Check each line of the material below, and copy it if it holds the string "target".

* [Exercise material]:
---+---

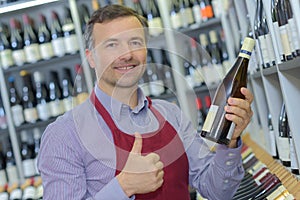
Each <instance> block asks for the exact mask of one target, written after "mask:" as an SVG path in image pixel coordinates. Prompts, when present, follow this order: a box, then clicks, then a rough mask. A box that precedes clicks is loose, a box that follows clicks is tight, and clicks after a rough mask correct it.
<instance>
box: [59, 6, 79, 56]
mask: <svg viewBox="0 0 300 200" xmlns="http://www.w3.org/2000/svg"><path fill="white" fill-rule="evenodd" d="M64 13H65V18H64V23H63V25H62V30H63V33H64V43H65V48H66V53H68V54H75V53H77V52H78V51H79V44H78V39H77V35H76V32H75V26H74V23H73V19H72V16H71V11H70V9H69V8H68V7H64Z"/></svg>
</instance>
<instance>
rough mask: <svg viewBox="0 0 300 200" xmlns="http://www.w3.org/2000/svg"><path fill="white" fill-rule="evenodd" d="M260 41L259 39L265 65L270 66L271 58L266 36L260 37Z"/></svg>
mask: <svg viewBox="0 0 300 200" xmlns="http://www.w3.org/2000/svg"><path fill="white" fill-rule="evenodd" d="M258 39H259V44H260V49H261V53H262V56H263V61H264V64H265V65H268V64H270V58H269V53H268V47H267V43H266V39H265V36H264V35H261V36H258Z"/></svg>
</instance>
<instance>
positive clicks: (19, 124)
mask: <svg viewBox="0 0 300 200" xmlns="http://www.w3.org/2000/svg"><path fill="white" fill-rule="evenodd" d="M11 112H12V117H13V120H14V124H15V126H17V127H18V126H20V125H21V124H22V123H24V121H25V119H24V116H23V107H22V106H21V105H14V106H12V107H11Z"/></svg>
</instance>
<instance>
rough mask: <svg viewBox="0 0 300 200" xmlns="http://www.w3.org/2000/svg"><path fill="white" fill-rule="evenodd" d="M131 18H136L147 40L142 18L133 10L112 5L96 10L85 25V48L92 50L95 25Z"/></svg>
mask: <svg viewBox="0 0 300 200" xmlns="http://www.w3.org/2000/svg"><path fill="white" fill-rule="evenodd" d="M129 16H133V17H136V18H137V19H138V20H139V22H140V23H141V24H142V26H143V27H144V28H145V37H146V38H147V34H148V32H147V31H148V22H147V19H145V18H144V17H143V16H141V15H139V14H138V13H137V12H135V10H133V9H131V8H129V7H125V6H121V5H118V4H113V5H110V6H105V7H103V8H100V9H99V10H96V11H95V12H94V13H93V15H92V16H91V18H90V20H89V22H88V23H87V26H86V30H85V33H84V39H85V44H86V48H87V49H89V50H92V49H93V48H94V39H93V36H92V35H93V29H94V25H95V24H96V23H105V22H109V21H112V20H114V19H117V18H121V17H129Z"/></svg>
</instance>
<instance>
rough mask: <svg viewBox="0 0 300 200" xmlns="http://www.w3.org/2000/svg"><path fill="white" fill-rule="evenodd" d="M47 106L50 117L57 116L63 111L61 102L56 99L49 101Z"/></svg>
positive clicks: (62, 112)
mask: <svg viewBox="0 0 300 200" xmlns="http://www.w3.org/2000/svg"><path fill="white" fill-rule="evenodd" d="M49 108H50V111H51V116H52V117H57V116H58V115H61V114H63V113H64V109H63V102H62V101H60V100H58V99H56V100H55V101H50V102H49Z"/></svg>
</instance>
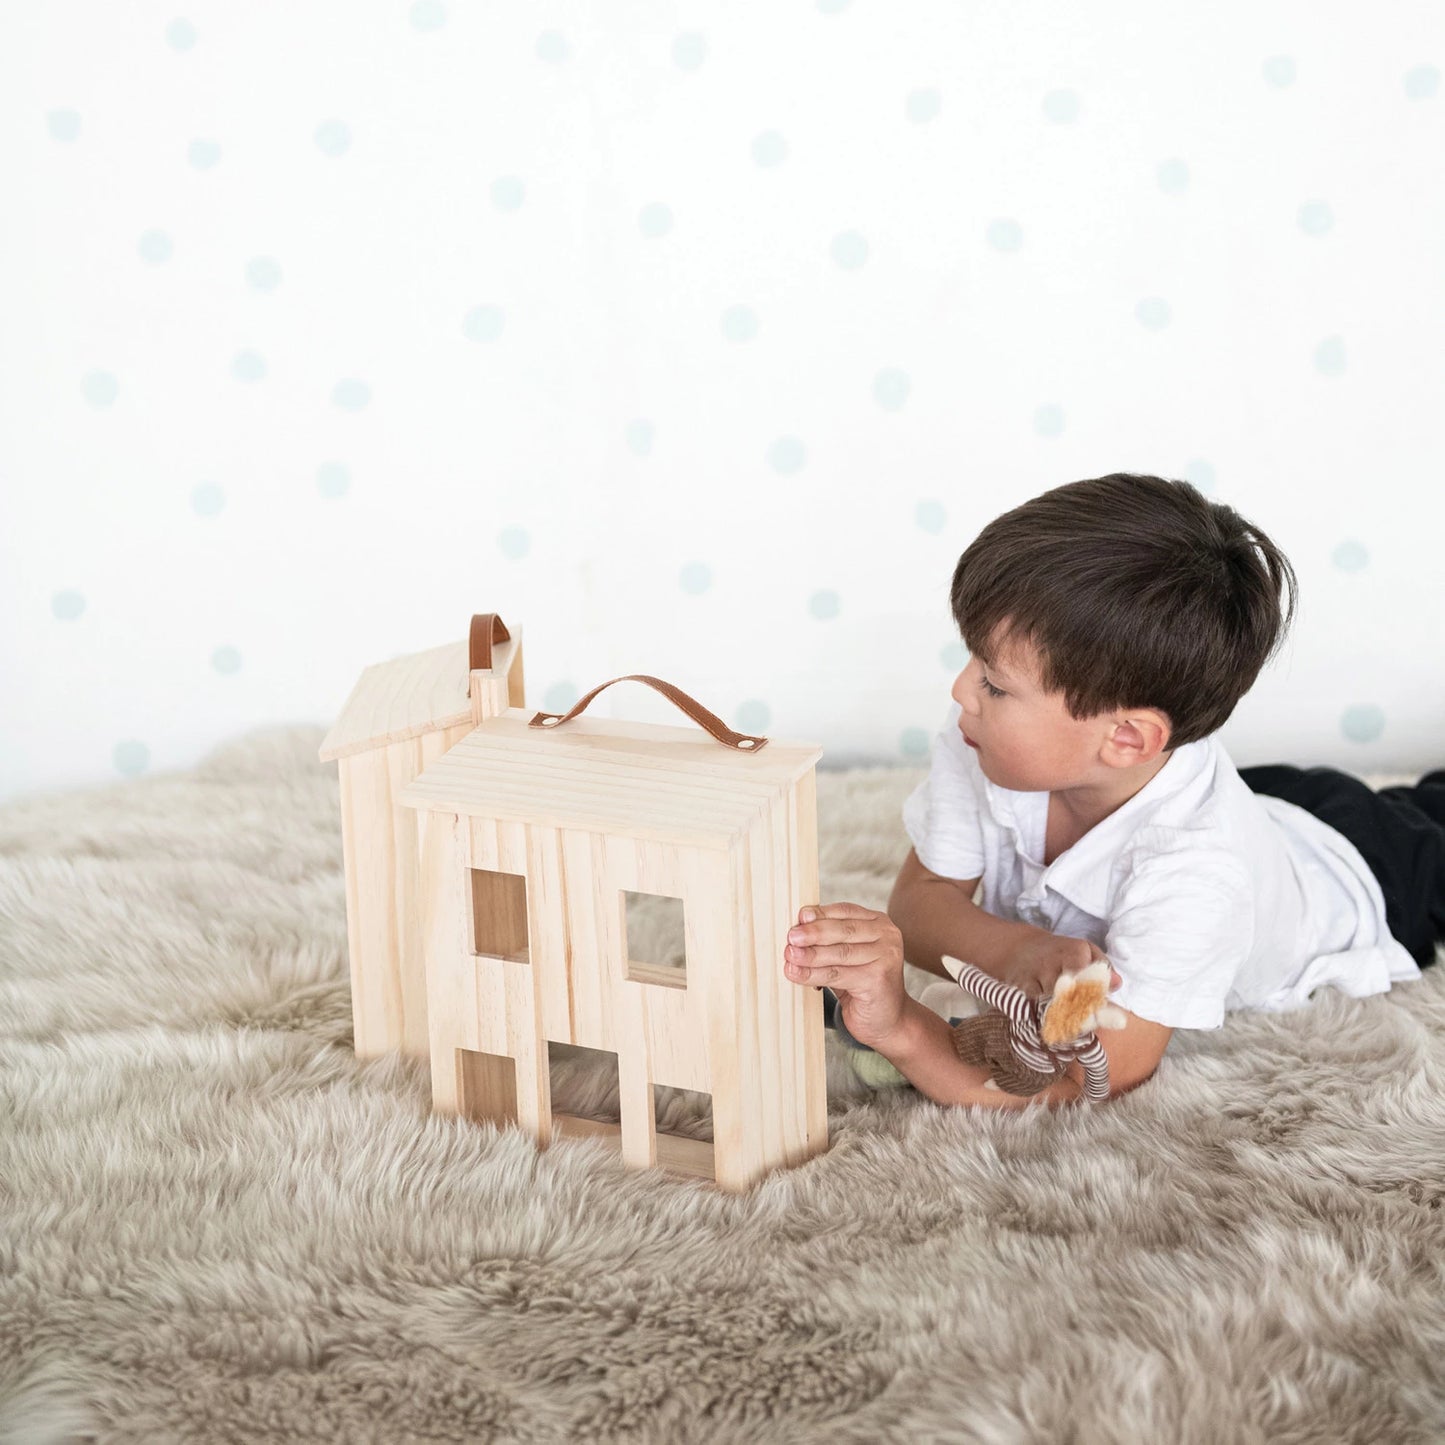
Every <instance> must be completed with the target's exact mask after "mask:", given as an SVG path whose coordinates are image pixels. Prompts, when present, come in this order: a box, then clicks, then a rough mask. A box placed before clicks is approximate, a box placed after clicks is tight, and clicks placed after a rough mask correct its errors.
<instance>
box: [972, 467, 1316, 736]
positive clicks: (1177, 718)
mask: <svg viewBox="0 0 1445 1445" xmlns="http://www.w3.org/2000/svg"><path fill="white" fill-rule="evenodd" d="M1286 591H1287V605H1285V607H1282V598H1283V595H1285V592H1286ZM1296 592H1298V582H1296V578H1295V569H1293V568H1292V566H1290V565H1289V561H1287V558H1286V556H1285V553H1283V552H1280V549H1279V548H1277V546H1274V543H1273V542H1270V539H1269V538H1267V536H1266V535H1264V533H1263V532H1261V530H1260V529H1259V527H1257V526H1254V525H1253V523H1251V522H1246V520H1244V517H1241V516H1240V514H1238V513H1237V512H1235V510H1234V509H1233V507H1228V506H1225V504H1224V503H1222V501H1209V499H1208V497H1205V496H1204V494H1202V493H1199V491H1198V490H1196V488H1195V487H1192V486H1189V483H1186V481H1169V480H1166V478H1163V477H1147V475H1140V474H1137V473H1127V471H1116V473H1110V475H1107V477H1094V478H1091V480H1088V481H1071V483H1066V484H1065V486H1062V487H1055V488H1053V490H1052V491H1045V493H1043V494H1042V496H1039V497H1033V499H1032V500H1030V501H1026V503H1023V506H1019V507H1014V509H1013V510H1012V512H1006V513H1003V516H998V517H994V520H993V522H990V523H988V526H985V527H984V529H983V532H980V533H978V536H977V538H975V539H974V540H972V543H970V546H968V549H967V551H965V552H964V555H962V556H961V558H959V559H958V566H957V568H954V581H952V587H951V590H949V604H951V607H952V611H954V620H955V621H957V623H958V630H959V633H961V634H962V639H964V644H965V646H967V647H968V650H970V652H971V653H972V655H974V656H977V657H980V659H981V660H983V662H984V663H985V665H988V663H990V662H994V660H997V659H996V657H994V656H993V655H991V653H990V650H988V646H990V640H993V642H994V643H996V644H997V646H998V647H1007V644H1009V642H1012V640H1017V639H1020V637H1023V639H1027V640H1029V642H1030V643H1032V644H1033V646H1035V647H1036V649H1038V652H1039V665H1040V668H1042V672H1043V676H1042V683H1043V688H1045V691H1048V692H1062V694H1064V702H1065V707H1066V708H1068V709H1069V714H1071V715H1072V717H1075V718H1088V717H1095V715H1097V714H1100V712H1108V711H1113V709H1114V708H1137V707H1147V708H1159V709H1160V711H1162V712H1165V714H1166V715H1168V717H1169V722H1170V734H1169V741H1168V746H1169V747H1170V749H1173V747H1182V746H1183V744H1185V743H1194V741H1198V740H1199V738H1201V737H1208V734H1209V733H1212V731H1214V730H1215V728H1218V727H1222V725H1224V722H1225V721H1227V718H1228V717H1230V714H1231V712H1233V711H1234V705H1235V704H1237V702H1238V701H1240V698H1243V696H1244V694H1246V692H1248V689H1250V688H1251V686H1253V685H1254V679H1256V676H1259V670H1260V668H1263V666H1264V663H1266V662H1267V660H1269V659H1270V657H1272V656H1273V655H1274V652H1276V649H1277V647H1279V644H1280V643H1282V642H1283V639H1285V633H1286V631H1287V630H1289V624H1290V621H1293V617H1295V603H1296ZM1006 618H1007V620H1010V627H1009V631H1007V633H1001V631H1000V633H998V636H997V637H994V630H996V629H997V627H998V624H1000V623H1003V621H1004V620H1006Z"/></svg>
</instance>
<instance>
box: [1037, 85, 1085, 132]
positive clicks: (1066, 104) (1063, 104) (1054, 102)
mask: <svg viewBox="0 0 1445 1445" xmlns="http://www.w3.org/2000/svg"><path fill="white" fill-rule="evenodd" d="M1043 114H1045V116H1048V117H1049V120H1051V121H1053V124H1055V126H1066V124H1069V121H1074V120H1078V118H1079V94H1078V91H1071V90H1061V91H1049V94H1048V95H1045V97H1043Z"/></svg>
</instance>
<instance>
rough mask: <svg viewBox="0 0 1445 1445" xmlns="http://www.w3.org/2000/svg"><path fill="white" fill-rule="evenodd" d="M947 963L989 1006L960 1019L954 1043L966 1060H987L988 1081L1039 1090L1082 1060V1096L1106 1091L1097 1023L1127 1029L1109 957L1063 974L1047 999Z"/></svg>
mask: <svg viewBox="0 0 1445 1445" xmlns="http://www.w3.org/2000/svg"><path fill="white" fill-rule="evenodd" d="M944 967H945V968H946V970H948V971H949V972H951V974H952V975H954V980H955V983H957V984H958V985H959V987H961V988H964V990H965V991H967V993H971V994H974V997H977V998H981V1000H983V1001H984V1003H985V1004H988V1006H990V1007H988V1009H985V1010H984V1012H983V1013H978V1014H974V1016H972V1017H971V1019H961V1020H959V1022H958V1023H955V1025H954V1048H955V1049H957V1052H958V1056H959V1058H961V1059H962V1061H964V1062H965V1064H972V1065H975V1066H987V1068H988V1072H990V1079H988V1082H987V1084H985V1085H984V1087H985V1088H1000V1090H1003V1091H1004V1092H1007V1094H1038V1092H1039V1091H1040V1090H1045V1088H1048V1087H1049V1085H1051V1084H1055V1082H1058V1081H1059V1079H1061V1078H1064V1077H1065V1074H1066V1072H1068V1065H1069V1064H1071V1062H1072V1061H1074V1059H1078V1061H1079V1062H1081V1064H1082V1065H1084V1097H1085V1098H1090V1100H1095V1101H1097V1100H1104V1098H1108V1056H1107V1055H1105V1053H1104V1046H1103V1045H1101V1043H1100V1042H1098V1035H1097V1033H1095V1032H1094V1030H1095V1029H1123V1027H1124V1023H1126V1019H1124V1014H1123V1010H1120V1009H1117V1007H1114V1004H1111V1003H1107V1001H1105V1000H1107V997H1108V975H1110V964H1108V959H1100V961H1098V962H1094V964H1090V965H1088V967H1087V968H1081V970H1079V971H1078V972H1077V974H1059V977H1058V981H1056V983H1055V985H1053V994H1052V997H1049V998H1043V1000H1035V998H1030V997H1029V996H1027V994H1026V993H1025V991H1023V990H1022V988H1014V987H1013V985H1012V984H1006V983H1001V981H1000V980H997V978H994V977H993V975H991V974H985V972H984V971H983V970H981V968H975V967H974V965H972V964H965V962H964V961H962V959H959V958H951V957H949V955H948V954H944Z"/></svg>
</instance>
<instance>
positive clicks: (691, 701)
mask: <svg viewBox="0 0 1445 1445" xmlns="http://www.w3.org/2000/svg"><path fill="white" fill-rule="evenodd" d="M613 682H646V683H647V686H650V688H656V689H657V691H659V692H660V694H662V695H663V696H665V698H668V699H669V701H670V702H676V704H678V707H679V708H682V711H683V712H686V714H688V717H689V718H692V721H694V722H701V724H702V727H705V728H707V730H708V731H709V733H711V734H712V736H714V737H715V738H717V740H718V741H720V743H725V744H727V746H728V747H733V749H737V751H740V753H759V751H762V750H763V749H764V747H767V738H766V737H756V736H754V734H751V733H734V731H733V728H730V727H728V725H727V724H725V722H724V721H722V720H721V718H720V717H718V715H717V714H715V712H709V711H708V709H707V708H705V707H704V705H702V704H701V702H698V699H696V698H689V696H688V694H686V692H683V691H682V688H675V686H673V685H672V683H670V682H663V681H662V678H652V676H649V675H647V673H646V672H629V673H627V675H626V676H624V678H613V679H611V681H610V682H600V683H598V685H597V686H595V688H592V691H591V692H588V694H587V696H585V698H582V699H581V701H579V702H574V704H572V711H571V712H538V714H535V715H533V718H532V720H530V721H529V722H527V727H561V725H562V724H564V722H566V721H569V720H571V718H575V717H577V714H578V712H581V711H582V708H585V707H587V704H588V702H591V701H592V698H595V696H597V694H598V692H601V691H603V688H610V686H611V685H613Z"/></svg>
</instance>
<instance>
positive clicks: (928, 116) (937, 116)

---+---

* [Answer to the problem]:
Each <instance> block asks for the exact mask of one target, written after "mask:" as an SVG path in image pixel coordinates. Prompts, when present, follow this order: a box, then clicks, then a rough mask. A box that precedes clicks is loose, a box that follows clicks is tight, and clicks after a rough mask correct it.
Every <instance> must be completed with the target's exact mask after "mask:", given as an SVG path whose coordinates are image pixels. Prompts, when present, come in this order: a box, then clicks, then a rough mask. A box placed before clicks is approximate, a box placed after clicks is tight, and clicks placed after a rough mask correct its errors.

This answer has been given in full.